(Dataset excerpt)
- - - -

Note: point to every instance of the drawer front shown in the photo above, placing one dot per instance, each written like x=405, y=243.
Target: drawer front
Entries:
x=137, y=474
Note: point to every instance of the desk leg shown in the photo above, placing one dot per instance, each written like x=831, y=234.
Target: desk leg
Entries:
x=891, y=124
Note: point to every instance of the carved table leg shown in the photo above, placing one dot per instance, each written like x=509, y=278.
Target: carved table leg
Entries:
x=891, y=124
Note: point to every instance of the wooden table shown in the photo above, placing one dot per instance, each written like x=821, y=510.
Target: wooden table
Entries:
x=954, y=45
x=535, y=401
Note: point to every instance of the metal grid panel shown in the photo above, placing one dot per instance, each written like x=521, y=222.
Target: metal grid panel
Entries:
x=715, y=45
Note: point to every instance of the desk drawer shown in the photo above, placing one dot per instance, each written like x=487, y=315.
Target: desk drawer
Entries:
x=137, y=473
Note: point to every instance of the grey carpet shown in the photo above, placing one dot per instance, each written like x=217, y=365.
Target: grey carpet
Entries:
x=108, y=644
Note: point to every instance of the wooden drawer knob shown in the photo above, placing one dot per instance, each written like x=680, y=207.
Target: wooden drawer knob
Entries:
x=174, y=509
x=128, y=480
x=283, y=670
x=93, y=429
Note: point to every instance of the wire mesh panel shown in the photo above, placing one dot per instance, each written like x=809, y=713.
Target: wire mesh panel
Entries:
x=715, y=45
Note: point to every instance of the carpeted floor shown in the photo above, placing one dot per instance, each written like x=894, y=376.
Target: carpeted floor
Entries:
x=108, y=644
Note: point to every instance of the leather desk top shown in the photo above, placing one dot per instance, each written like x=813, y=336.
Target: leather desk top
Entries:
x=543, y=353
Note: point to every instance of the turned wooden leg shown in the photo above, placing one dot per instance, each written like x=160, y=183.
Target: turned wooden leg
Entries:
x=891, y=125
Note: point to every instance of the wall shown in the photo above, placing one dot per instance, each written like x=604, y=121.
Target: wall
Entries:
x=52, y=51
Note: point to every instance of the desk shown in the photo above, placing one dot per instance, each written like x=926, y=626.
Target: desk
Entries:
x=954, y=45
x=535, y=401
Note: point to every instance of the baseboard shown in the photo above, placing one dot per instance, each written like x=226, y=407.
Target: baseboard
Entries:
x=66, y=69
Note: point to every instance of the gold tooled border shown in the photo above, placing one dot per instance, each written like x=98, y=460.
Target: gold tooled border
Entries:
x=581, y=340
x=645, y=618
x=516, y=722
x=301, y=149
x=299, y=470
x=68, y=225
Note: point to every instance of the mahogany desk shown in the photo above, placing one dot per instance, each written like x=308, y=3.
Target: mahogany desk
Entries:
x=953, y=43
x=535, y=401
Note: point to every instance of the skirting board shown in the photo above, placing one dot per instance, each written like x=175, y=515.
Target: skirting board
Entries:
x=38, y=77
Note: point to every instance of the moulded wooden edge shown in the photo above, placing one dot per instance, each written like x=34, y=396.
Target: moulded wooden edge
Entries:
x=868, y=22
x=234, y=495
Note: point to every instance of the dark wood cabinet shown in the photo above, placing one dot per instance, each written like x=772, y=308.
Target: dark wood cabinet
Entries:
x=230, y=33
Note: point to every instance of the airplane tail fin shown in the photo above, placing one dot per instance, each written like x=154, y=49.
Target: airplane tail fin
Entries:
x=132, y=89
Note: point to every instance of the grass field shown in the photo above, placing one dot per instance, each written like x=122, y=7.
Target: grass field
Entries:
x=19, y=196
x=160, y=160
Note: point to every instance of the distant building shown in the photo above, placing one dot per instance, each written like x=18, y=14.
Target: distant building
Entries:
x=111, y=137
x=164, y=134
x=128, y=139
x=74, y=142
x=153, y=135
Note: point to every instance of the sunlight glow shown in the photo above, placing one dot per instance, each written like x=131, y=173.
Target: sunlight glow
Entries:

- - - -

TASK DESCRIPTION: Reproduce the entries above, substituting "each formatted as" for every occurrence of "each written like" and leaving everything else unchanged.

FULL ANSWER:
Note: point to every instance of the drawer front shown in the photo above, placing one dot per instance, each formatted as x=405, y=243.
Target: drawer front
Entries:
x=137, y=474
Note: point to every instance of the desk leg shown in the photo above, placing one dot per instance, each formatted as x=831, y=234.
Target: desk leg
Entries:
x=891, y=124
Note: point to every instance of the carved table leg shown in the photo above, placing one dot per instance, each formatted as x=509, y=278.
Target: carved table leg
Entries:
x=891, y=124
Note: point to every instance of the wooden table shown in the photo above, placing one dot per instance, each formatted as x=821, y=510.
Target: wooden table
Entries:
x=954, y=45
x=535, y=401
Note: point to every instance of the metal grid panel shown in the photo above, placing one dot per instance, each formatted as x=521, y=222.
Target: metal grid panel
Entries:
x=715, y=45
Note: point to every instance of the desk drawer shown in the photo above, placing one dot per instance, each formatted as x=487, y=315.
Target: desk drawer
Entries:
x=137, y=473
Note: point to every instance of the grey carpet shown in the photo above, placing one dot per instance, each formatted as x=217, y=365.
Target: grey carpet
Entries:
x=108, y=644
Note: point to every instance of the wooden drawer knob shown in the photo above, placing one dot per instance, each formatted as x=680, y=207.
Target: wooden drawer knob
Entries:
x=174, y=509
x=128, y=480
x=283, y=670
x=93, y=429
Note: point to every instance of the wire mesh panel shown in the photo above, placing one dot per instance, each formatted as x=809, y=713.
Target: wire mesh panel
Entries:
x=715, y=45
Note: point to every instance of the carpeted floor shown in the photo above, placing one dot per instance, each formatted as x=894, y=376.
Target: carpeted floor
Entries:
x=108, y=644
Note: point to every instance of the leather desk top shown in the photo above, placing one dot per instance, each formatted as x=813, y=336.
Target: leather desk top
Entries:
x=543, y=353
Note: point to every instance of the turned wooden leg shown in the photo above, placing one dot per instance, each formatted as x=160, y=183.
Target: turned wooden leg
Entries:
x=891, y=125
Note: point to every instance of the wall shown in the photo above, placing one dot per instance, each formatted as x=604, y=121.
Target: wall
Entries:
x=52, y=51
Note: point to every instance of the desk shown in the photo above, placing one dot per instance, each formatted as x=926, y=626.
Target: desk
Entries:
x=954, y=45
x=535, y=401
Note: point to every instance of the baseboard shown in the photo above, placing one dot per instance, each formatted as x=226, y=407.
Target: baseboard
Entries:
x=66, y=69
Note: point to every instance of the gold tooled border shown in the photo above, placing one dot per instance, each formatted as x=98, y=460.
Target: gold tooled border
Entries:
x=581, y=340
x=645, y=618
x=516, y=722
x=301, y=149
x=299, y=470
x=68, y=225
Note: point to every instance of the mahogany desk shown in the photo above, placing one dot per instance, each formatted as x=308, y=3.
Target: mahogany desk
Entries:
x=953, y=43
x=535, y=401
Note: point to every instance of the skirting board shown in the photo above, placing one dot per instance, each formatted as x=175, y=515.
Target: skirting board
Entries:
x=38, y=77
Note: point to every instance of the moulded wooden edge shown in the photo above, placing one dot per instance, each formatted as x=34, y=396.
Target: moulded wooden edge
Entries:
x=868, y=22
x=234, y=495
Note: point to every instance of the dark wood cabinet shown in the photo above, placing one dot per instance, each formatted as x=772, y=308.
Target: dark wood cabinet
Entries:
x=230, y=33
Note: point to every instance of the airplane tail fin shown in the photo above, placing one dot per instance, each formatted as x=154, y=49.
Target: airplane tail fin
Entries:
x=132, y=89
Note: point to every instance of the grass field shown in the photo above, placing one dot per instance, each formatted as x=122, y=7.
Target: grass field
Entries:
x=19, y=196
x=160, y=160
Note: point to every instance of the distant building shown in the photo above, placing one dot per instance, each formatted as x=18, y=14.
Target: distant building
Entries:
x=111, y=137
x=164, y=134
x=128, y=139
x=74, y=142
x=153, y=135
Note: point to every instance of the sunlight glow shown in the photo above, placing one dot per instance, each formatted as x=131, y=173.
Target: sunlight glow
Entries:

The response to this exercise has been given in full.